▸ **ページ抜粋**
略歴・プロフィール
2005年関西医科大学医学部卒業。関西医科大学附属病院にて臨床初期研修後、病理診断科助教、本学高度医療人育成制度による米国留学を経て2018年より現職。医学博士、日本病理学会 病理専門医・指導医・腎尿路領域コンサルタント。
http://research.kmu.ac.jp/kmuhp/KgApp?kyoinId=ysokds
https://researchmap.jp/ohec_40469242
私は卒後間もなく結婚・妊娠・出産を経験し、2児の子育てをしながら病理医としてのキャリアを形成してきました。学生時代より婦人科治療を受けていましたが、結婚後、運よく第一子を授かることができました。しかし、妊娠初期に切迫流産となり、子育てをしながらも、この先医師としての人生を全うできるように専門性を身に着けていきたいと進路を模索していたところ、‘病理医’という道に辿り着きました。入局時には私自身、医師としての将来像が見えませんでしたが、その後、色々な人との出会いの中で、情熱をもって取り組める分野や夢を見つけることができました。今でも、その時々に自分に合ったロールモデルを見つけて自己研鑽しながら、夢が現実のものになるように挑戦し続けています。
仕事と子育ての両立について
これまで一線で続けてこられたのは、臨床医の夫と協力し合ってこられたことが大きいです。同じ志のもと、勉強して手にした医師という職業です。どちらの仕事の重みも同じと考え、尊重し助け合えているため、子育てをしながらも医師としての夢を追うことができました。長女が中学生になった今は、朝は5時半に起きてのお弁当作りから始まり、夜は10時に次女の塾のお迎えといった生活です。私一人では到底こなすことができず、子育てもチームワークと考え、夫と分担しながら行っています。仕事において頑張って乗り越えなければならないことは多少の無理はしますが、決して無理をしすぎず、しんどい時や疲れた時は、家のことは手を抜いています。本当にありがたいことに、娘達もできることは何でも進んでやってくれるようになりました。自分の仕事に誇りを持ち、活き活きと毎日を過ごすことが娘達にもよい影響を与えていると信じて、自らの道を歩んでいます。

▸ **データ資料**
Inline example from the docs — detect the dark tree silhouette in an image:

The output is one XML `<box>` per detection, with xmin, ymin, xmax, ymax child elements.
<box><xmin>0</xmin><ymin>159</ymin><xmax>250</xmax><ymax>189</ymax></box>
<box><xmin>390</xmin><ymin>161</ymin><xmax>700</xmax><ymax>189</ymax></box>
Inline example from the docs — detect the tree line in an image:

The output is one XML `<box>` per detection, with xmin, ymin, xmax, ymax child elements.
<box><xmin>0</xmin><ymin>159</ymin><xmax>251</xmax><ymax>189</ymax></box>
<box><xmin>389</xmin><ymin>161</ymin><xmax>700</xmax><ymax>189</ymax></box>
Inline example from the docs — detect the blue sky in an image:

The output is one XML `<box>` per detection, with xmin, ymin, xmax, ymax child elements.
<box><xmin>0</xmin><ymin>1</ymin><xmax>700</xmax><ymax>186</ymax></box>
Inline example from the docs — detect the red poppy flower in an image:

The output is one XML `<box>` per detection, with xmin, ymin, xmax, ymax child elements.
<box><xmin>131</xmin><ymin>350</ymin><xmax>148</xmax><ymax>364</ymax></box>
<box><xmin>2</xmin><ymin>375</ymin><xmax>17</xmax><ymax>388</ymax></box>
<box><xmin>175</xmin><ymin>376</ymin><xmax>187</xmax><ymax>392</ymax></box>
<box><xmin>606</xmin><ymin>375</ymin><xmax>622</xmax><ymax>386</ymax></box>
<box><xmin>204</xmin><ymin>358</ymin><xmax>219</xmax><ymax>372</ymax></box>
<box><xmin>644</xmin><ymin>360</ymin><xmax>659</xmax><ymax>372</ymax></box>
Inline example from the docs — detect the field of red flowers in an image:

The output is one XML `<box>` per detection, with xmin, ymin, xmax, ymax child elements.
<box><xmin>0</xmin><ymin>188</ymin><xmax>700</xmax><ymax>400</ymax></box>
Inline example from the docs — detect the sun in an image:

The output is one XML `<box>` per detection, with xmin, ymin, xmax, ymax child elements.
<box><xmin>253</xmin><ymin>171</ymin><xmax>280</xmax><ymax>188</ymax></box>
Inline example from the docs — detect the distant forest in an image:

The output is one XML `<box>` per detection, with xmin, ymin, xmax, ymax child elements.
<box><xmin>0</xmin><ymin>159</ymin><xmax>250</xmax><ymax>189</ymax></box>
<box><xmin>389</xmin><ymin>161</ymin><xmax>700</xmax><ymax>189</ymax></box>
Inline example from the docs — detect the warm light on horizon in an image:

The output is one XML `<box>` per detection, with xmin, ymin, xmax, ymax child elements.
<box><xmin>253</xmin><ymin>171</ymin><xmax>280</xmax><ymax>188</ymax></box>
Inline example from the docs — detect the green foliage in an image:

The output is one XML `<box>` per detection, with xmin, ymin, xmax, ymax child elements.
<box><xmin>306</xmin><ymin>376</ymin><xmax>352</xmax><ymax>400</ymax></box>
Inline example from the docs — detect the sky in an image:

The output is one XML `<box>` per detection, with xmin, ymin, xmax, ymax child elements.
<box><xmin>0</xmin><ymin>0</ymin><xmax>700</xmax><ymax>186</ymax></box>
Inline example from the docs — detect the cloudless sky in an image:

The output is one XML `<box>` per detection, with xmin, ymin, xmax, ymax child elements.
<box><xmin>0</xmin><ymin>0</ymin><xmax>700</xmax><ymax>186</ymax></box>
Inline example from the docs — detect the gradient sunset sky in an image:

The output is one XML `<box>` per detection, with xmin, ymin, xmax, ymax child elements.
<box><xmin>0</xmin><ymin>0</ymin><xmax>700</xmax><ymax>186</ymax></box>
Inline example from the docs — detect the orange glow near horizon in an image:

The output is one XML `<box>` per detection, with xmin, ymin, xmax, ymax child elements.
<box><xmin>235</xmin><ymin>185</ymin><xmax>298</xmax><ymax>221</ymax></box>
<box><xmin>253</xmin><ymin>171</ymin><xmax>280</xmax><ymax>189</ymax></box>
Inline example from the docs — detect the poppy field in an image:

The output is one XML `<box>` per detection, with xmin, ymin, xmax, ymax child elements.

▸ **取り組む作業**
1. 病理医の紹介文を2文で要約せよ。
2. 病理医の紹介文によると、長女が中学生になった今、筆者は朝何時に起きているか。
3. 病理医の紹介文を、最後の文の後から書き継げ。

▸ **あなたの回答**
1. 筆者は2005年に関西医科大学医学部を卒業し、病理診断科助教や米国留学を経て2018年より現職に就いた病理医で、卒後まもなく結婚・妊娠・出産を経験し、2児を育てながらキャリアを形成してきた。臨床医の夫と互いの仕事の重みを同じと考えて尊重し合い、子育てもチームワークとして分担することで、医師としての夢を追い続けている。

2. 朝5時半に起きている。

3.
女性医師として働くことについて
母親と医師としてのキャリアを同時並行することは容易ではありませんので、私のような卒後すぐのタイミングでの出産は一般的にお勧めされません。しかし、多くの女性医師にとって20-30歳代のキャリア形成に一番重要な時期にライフイベントが重なるため、いつ妊娠・出産したとしても、「いかに仕事のモチベーションを上げて、続けていけるか」が大切です。生涯の中で、子育てをする期間よりも、医師として活躍できる期間の方が遥かに長いのです。そのため、ある一定期間、多くの経験や専門性を身に着けられる環境に身を置いて、アカデミックなキャリアを形成することは、その後の選択肢の幅を広げる上で必ず役に立ちます。まずは学会で発表したことを英語で論文にしてみましょう。初めは症例報告から、少しずつ慣れてきたら症例を集積し解析を行うなど、一つ達成感を味わったら、次は少し高い目標を設定しやり遂げる。その努力の積み重ねは必ず実を結びます。
将来の抱負、今後の目標
留学後は専門領域で仕事をさせていただく機会が増えましたが、残念ながらまだ第一線で活躍している女性医師は少ないと感じています。女性医師が活躍の場を広げるためは、目に見える成果を残し、信頼を得て仕事を任せてもらうことが必要です。そのために、学会や論文発表による新知見の発信など、自らの向上心の活性化につながることは、積極的に行っていきたいと思っています。そして、与えられた仕事は、この人に任せてよかったと思われるように誠意をもってやり遂げることを心がけています。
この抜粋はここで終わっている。